** Instructions for the task **
In the text on two-level-system spectroscopy for transmon qubits, how far from the qubit could a TLS be detuned and still measurably affect relaxation?

** Text section **
★ ★ ★

The method enables rapid, tunable‑free detection of decoherence sources, accelerating materials optimisation and improving coherence for scalable quantum computers.
Superconducting transmon qubits are the workhorse of most near‑term quantum processors, yet their performance is routinely limited by microscopic two‑level systems (TLS) that act as loss channels. Traditional TLS spectroscopy relies on sweeping the qubit frequency or the defect into resonance, a process that adds hardware complexity and is ill‑suited for fixed‑frequency architectures. The recent work from the SQMS Center and Fermilab introduces an energy‑decay spectroscopy technique that sidesteps frequency tuning entirely, leveraging correlated decay from the first and second excited states to expose the underlying defect landscape.
The authors repeatedly prepare the qubit in its second excited state and simultaneously monitor the relaxation rates of both the |1⟩→|0⟩ and |2⟩→|1⟩ transitions. By analysing the statistical correlation between the two decay channels, they can pinpoint dominant TLSs and reconstruct their frequency drift over multi‑day intervals. Experiments on two devices demonstrate that a single TLS can produce a strong anti‑correlation between T1e and T1f, while a second device requires a two‑TLS model. Remarkably, TLSs detuned by more than 100 MHz—up to 200 MHz in the study—still exert measurable influence on qubit relaxation, overturning the assumption that only near‑resonant defects matter.

★ ★ ★

** Records shown **
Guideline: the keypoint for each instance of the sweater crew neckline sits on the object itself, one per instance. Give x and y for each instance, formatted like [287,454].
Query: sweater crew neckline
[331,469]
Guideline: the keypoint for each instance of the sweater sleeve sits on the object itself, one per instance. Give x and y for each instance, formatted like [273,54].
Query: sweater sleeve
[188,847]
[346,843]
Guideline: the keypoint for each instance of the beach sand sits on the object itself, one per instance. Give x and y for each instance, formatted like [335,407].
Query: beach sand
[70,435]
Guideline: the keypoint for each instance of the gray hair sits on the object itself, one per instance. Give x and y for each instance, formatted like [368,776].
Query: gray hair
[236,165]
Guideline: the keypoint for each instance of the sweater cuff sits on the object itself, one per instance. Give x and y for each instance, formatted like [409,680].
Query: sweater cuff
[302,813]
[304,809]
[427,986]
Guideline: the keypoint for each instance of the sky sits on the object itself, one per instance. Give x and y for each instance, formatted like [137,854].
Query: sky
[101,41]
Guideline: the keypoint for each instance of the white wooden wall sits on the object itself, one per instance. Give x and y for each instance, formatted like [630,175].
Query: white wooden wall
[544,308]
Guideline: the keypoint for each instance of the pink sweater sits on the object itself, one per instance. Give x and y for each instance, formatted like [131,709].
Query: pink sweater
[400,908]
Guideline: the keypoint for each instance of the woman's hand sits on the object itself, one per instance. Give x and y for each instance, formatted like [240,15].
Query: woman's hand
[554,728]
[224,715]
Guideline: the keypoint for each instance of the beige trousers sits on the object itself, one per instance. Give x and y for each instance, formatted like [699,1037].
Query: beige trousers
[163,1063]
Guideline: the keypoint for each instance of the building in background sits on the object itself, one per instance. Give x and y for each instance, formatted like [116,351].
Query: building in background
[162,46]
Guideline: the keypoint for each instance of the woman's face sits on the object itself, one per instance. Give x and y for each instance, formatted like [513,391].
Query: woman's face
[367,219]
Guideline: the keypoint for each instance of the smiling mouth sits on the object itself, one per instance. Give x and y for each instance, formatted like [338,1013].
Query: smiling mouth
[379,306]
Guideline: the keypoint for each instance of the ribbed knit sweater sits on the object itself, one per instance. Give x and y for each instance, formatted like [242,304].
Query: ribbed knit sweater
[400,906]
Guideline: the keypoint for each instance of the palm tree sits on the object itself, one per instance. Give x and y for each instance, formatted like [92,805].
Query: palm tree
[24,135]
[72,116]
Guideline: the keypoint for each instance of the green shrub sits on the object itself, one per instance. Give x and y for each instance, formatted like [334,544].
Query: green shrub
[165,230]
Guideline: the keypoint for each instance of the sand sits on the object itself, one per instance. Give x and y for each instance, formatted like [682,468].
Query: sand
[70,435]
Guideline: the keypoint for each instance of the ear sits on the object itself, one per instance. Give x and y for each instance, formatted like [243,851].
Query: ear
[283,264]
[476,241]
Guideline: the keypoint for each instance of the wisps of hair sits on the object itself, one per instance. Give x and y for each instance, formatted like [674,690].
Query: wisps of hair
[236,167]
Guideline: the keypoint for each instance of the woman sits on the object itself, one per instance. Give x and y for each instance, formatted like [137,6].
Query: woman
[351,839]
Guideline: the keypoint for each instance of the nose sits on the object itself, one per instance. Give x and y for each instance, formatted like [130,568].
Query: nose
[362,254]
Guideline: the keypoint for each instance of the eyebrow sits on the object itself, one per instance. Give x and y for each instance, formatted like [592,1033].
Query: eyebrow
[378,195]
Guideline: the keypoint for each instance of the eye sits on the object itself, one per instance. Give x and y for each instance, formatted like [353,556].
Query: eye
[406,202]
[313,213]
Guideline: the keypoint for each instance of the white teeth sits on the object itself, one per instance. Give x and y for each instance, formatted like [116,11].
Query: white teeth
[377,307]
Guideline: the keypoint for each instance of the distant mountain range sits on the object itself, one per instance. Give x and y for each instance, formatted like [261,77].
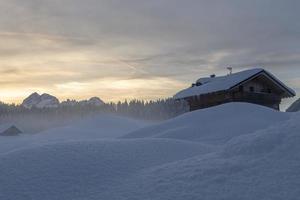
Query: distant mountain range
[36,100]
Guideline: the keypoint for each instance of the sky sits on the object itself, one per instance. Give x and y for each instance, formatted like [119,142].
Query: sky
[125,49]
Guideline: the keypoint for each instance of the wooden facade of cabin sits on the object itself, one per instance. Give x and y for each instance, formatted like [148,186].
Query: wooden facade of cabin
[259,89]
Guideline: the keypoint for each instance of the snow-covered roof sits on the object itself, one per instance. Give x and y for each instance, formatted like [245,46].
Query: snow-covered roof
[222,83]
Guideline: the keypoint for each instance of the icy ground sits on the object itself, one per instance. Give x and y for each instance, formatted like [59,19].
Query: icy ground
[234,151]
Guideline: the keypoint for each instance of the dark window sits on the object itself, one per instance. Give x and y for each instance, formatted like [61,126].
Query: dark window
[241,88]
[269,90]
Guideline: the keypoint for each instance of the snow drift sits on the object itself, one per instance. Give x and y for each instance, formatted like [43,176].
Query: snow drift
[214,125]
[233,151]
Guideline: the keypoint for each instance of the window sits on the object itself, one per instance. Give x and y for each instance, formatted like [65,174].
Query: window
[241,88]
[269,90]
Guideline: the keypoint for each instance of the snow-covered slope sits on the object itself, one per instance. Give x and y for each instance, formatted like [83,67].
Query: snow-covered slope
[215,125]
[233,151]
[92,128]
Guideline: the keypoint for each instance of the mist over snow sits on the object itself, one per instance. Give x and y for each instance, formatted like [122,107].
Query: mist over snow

★ ★ ★

** Written solution **
More than 100 MHz, up to 200 MHz in the study.